ACTIVITY => Lines from the one with "626, row 192" through the end of the listing below are to be retyped exactly.

INPUT MATERIAL =>
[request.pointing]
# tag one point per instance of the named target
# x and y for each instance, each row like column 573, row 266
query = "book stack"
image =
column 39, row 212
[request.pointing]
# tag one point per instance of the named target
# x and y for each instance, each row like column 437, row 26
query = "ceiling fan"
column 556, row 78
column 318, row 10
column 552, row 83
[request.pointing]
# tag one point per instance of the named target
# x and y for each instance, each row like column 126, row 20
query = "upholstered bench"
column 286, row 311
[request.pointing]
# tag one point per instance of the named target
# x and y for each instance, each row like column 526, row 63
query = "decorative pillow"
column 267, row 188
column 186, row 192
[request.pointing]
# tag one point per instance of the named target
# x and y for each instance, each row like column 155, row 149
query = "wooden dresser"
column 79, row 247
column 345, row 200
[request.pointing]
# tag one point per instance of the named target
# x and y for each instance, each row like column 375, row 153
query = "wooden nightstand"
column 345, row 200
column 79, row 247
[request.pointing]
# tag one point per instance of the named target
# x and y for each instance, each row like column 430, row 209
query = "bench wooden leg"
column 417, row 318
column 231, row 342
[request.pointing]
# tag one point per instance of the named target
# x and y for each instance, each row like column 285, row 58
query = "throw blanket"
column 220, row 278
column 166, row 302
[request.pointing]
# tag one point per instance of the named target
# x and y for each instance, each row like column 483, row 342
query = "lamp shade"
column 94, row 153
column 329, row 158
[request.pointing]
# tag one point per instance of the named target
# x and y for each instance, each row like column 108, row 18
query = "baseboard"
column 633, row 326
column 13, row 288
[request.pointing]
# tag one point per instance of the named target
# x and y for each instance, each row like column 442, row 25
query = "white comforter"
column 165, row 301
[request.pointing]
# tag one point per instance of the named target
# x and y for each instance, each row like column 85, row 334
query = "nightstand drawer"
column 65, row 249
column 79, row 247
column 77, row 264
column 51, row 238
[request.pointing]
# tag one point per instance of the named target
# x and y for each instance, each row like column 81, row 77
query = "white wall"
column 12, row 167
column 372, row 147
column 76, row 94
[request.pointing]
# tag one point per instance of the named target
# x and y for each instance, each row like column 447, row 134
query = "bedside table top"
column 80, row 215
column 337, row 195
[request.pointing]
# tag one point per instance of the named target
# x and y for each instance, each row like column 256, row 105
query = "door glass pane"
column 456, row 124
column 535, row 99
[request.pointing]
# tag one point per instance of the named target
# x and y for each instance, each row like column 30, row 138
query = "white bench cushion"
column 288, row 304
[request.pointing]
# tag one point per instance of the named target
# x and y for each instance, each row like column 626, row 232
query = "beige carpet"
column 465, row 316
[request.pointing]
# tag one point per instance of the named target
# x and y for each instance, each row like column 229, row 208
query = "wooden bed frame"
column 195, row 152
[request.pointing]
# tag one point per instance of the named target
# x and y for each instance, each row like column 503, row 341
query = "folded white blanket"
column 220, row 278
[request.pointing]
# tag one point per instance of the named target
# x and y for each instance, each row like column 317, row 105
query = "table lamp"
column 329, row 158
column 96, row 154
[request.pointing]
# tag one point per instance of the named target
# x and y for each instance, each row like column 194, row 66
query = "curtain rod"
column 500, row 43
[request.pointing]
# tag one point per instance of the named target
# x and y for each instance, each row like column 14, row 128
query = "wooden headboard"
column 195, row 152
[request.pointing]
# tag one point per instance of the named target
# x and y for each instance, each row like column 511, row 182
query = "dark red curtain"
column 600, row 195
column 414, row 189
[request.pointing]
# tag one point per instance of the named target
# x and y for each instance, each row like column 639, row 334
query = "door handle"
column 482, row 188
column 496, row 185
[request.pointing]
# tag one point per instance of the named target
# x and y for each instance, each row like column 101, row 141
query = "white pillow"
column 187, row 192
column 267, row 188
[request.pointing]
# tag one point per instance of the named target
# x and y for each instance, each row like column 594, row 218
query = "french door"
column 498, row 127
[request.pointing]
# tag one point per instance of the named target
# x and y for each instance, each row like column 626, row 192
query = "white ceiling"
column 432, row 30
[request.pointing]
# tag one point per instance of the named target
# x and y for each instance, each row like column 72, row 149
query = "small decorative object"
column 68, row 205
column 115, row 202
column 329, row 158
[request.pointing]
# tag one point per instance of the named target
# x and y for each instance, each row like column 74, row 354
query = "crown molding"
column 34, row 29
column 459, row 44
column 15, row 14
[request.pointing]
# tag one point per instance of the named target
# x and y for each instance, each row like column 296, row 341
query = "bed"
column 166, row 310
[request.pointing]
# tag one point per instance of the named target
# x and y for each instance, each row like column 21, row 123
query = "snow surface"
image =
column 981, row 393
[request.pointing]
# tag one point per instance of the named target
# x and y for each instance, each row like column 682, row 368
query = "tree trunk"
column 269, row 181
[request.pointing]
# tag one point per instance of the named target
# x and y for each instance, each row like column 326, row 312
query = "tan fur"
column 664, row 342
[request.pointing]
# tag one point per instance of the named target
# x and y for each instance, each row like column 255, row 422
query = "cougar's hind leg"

EXPECTED ANSWER =>
# x and y for each instance, each row like column 626, row 192
query = "white ceiling"
column 432, row 30
[request.pointing]
# tag one point per instance of the named target
# x and y for each instance, each row like column 72, row 149
query = "small decorative object"
column 68, row 205
column 115, row 202
column 329, row 158
[request.pointing]
# tag one point per instance of the named target
# x and y for each instance, each row like column 74, row 354
query = "crown molding"
column 34, row 29
column 459, row 44
column 15, row 14
[request.pointing]
# tag one point per instance of the named target
# x and y for each instance, each row like column 296, row 341
query = "bed"
column 166, row 310
[request.pointing]
# tag one point per instance of the named target
# x and y for each instance, each row like column 21, row 123
query = "snow surface"
image =
column 981, row 393
[request.pointing]
# tag one point per instance of the named target
# x and y for each instance, each row like column 682, row 368
query = "tree trunk"
column 269, row 181
[request.pointing]
# tag one point per instance of the named target
# x and y for each instance, each row like column 326, row 312
query = "tan fur"
column 664, row 342
[request.pointing]
# tag one point per instance of the named target
# x and y for each instance, each row like column 255, row 422
query = "cougar's hind leg"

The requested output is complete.